• _WHAT IS BEING ASKED_:
Look in the data below for the line that contains "Exercise. Tag the glass mixing". Copy that line and the remaining lines exactly.

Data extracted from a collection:
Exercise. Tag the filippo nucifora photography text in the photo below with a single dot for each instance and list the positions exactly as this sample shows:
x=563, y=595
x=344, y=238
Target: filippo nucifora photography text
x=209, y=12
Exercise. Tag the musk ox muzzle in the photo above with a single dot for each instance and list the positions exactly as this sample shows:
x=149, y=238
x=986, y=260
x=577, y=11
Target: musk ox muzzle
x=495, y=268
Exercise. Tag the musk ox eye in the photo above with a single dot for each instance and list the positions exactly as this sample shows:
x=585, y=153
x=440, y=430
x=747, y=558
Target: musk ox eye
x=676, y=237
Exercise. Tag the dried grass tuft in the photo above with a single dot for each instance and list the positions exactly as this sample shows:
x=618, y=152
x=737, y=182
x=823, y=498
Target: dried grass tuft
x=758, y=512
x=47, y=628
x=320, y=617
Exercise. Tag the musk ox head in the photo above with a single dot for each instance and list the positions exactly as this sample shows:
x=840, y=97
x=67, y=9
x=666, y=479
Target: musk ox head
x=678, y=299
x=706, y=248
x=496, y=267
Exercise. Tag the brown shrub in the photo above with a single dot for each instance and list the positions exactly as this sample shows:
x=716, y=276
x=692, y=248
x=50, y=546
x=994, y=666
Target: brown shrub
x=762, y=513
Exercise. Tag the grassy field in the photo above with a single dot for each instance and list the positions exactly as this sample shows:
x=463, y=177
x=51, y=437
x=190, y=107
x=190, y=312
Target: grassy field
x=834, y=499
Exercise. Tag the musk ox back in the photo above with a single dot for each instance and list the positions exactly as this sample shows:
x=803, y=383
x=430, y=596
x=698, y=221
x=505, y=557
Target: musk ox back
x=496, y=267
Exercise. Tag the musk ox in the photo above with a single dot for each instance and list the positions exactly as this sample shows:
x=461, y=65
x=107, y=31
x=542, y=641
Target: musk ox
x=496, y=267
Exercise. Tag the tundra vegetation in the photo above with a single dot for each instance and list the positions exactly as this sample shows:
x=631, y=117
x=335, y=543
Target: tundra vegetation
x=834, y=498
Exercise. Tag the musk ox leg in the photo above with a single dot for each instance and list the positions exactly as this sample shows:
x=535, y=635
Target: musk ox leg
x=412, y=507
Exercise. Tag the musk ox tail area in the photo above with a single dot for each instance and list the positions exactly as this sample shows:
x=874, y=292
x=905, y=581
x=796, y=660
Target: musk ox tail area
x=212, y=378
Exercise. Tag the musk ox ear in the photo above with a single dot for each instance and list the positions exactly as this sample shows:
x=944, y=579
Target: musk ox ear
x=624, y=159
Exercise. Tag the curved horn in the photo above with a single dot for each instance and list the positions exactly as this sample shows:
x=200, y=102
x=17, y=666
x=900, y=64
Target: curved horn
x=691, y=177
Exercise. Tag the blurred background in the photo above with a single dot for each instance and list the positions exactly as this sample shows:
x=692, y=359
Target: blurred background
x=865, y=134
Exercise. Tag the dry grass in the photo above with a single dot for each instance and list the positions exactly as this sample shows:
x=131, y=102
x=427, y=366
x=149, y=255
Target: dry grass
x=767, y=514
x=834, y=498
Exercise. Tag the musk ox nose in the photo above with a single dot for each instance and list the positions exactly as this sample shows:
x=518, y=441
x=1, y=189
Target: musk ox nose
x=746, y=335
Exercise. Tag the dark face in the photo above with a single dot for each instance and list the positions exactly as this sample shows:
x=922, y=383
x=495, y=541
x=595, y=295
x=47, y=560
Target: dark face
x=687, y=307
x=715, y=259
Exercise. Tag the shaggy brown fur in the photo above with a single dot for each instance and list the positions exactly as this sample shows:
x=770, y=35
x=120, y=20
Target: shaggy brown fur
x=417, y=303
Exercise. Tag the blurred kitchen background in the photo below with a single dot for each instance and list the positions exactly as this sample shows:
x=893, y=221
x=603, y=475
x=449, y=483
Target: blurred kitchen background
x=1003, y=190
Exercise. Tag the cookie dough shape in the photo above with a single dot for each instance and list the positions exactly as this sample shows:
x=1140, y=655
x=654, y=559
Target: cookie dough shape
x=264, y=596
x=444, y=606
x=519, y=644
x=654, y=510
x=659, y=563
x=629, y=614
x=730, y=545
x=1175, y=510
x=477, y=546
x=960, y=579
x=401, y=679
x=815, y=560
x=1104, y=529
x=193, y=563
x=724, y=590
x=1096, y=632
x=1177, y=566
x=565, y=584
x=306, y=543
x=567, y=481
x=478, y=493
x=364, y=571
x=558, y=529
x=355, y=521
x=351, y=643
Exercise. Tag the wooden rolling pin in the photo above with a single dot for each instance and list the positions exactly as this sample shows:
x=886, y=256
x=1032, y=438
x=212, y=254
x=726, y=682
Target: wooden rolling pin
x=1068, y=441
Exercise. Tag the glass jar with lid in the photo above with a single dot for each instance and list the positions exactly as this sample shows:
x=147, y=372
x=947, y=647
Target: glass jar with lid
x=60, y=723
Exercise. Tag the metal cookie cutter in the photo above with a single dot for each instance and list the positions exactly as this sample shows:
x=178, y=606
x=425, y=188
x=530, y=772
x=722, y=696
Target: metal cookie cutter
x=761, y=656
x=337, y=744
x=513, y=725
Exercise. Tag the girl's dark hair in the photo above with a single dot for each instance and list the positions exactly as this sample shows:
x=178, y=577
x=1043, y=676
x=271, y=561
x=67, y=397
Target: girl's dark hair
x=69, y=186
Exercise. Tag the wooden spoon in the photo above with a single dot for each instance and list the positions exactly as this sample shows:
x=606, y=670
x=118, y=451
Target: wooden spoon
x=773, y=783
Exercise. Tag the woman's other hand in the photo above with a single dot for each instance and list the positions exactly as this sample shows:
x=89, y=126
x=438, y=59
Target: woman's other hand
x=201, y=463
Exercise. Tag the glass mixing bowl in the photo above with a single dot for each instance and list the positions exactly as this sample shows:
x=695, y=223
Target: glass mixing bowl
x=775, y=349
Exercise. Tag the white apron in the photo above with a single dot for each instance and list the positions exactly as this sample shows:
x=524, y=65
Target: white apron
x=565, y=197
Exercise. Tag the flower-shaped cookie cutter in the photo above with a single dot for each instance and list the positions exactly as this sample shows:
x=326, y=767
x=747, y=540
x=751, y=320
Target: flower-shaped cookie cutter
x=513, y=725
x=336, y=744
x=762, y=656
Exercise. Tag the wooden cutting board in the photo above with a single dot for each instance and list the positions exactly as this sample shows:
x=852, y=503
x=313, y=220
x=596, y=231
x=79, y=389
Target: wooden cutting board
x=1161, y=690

• _OUTPUT OF THE TASK_:
Exercise. Tag the glass mixing bowl in the photo above with a single dot for each instance and list the positions exactly as this sample shows:
x=695, y=223
Target: glass mixing bowl
x=775, y=349
Exercise. Tag the white apron in the photo above with a single dot for each instance and list the positions exactly as this sample shows:
x=524, y=65
Target: white apron
x=565, y=197
Exercise. Tag the flower-shaped cookie cutter in the photo above with a single dot for each instance and list the positions exactly as this sample shows:
x=326, y=767
x=747, y=540
x=751, y=320
Target: flower-shaped cookie cutter
x=513, y=725
x=336, y=744
x=762, y=656
Exercise. Tag the wooden cutting board in the photo above with a single dot for each instance and list the positions exactly as this sample shows:
x=852, y=503
x=313, y=220
x=596, y=231
x=79, y=389
Target: wooden cutting board
x=1161, y=690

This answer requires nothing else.